> Goal of the exercise: The data below is to be retyped exactly, line by line.

> Dataset extract:
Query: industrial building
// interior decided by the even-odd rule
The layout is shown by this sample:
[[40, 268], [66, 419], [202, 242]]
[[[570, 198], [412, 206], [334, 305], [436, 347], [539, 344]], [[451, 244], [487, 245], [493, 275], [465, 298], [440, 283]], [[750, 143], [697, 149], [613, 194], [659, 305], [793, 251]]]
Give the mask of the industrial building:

> Answer space:
Query: industrial building
// interior decided by the even-odd rule
The layout is shown by this sample:
[[40, 268], [66, 419], [202, 242]]
[[[570, 198], [412, 206], [334, 305], [436, 347], [539, 344]], [[451, 244], [487, 245], [493, 275], [465, 298], [440, 283]], [[750, 143], [697, 149], [613, 194], [659, 305], [793, 251]]]
Give the mask of the industrial building:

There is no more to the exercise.